• [WHAT IS REQUIRED]:
Retyping the records exactly, down to the last line, is the whole job.

• [MATERIAL PROVIDED]:
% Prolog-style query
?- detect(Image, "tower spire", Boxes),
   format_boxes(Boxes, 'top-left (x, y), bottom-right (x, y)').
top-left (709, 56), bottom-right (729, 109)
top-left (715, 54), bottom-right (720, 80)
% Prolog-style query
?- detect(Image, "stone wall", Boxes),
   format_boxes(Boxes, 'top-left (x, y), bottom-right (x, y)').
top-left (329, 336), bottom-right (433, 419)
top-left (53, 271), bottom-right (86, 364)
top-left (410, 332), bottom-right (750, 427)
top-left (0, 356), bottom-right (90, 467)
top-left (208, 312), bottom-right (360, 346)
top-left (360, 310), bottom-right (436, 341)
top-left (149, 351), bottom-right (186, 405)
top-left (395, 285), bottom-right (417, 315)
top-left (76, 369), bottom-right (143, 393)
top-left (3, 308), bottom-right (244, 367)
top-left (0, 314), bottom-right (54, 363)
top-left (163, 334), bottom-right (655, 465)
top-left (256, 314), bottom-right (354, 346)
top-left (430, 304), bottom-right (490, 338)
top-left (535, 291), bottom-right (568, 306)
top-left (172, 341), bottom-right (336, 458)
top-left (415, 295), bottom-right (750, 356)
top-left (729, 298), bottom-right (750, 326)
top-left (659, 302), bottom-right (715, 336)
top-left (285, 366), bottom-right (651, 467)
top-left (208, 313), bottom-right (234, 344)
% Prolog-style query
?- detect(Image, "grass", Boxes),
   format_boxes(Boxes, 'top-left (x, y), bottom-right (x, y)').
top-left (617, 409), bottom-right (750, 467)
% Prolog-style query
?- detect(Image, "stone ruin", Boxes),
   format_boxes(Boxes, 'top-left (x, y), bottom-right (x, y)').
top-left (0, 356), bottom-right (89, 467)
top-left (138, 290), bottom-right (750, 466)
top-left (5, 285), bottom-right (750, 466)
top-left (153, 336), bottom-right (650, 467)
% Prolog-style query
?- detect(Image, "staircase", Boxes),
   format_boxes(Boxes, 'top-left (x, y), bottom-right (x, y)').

• [ANSWER]:
% Prolog-style query
?- detect(Image, "tower spire", Boxes),
   format_boxes(Boxes, 'top-left (x, y), bottom-right (x, y)').
top-left (709, 56), bottom-right (729, 109)
top-left (715, 54), bottom-right (720, 80)
% Prolog-style query
?- detect(Image, "stone wall", Boxes),
   format_boxes(Boxes, 'top-left (x, y), bottom-right (x, y)').
top-left (329, 336), bottom-right (433, 419)
top-left (53, 271), bottom-right (86, 364)
top-left (410, 332), bottom-right (750, 427)
top-left (0, 356), bottom-right (90, 467)
top-left (208, 312), bottom-right (360, 346)
top-left (360, 310), bottom-right (436, 341)
top-left (149, 351), bottom-right (186, 405)
top-left (395, 285), bottom-right (417, 315)
top-left (76, 369), bottom-right (143, 393)
top-left (3, 308), bottom-right (244, 367)
top-left (0, 314), bottom-right (54, 363)
top-left (163, 334), bottom-right (655, 465)
top-left (256, 314), bottom-right (354, 346)
top-left (430, 304), bottom-right (490, 338)
top-left (535, 291), bottom-right (568, 306)
top-left (172, 341), bottom-right (336, 458)
top-left (415, 295), bottom-right (750, 356)
top-left (729, 298), bottom-right (750, 326)
top-left (659, 302), bottom-right (715, 336)
top-left (285, 366), bottom-right (651, 467)
top-left (208, 313), bottom-right (234, 344)
% Prolog-style query
?- detect(Image, "grass", Boxes),
   format_boxes(Boxes, 'top-left (x, y), bottom-right (x, y)').
top-left (617, 409), bottom-right (750, 467)
% Prolog-style query
?- detect(Image, "stone ruin", Boxes),
   format_boxes(Boxes, 'top-left (x, y), bottom-right (x, y)').
top-left (0, 356), bottom-right (89, 467)
top-left (138, 290), bottom-right (750, 466)
top-left (5, 285), bottom-right (750, 466)
top-left (153, 336), bottom-right (650, 467)
% Prolog-style query
?- detect(Image, "staircase", Boxes),
   format_boxes(Boxes, 'top-left (x, y), bottom-right (x, y)').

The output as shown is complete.